## Work task
An exact copy of all the entries below is what this task needs.
Start of Available data
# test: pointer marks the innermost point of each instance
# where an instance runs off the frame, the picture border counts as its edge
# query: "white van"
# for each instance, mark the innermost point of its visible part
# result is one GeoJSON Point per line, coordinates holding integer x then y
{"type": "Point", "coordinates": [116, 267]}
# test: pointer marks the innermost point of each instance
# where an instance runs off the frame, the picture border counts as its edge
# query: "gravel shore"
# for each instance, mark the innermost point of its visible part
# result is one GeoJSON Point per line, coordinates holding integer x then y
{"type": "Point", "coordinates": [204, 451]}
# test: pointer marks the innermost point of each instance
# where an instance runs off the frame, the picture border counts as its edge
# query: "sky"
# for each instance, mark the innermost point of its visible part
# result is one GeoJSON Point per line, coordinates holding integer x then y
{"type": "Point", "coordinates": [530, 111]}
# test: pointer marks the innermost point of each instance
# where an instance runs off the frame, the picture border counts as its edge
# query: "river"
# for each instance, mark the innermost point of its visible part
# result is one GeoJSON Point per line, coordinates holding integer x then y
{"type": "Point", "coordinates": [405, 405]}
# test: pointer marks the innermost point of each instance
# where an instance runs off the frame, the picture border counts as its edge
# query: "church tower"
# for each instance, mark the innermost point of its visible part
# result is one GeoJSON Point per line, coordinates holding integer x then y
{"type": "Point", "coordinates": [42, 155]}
End of Available data
## Result of this exercise
# test: pointer marks the innermost point of each instance
# where an instance runs off the frame, the picture border counts as its edge
# query: "white van"
# for each instance, mark the innermost point of its visible part
# result is one GeoJSON Point per line, coordinates holding integer x then y
{"type": "Point", "coordinates": [116, 267]}
# test: pointer marks the innermost point of each instance
# where an instance runs off the frame, the picture border counts as its edge
# query: "gravel shore"
# for each instance, mark the innermost point of its visible part
# result is one GeoJSON Point per line, coordinates holding integer x then y
{"type": "Point", "coordinates": [204, 451]}
# test: pointer marks the innermost point of each instance
# where an instance runs off the frame, the picture border counts as its edge
# query: "sky"
# for each instance, mark the innermost point of its visible part
# result is one GeoJSON Point per line, coordinates holding integer x then y
{"type": "Point", "coordinates": [530, 111]}
# test: pointer marks the innermost point of each instance
# where an instance runs off the frame, the picture border counts as its edge
# query: "river"
# for each instance, mark the innermost point of its visible part
# result is one GeoJSON Point per line, coordinates holding integer x then y
{"type": "Point", "coordinates": [405, 405]}
# test: pointer marks the innermost point of each instance
# where an instance runs off the frame, the picture border counts as its edge
# query: "church tower"
# for each instance, mark the innermost point of its visible part
# result is one GeoJSON Point per line, coordinates holding integer x then y
{"type": "Point", "coordinates": [42, 155]}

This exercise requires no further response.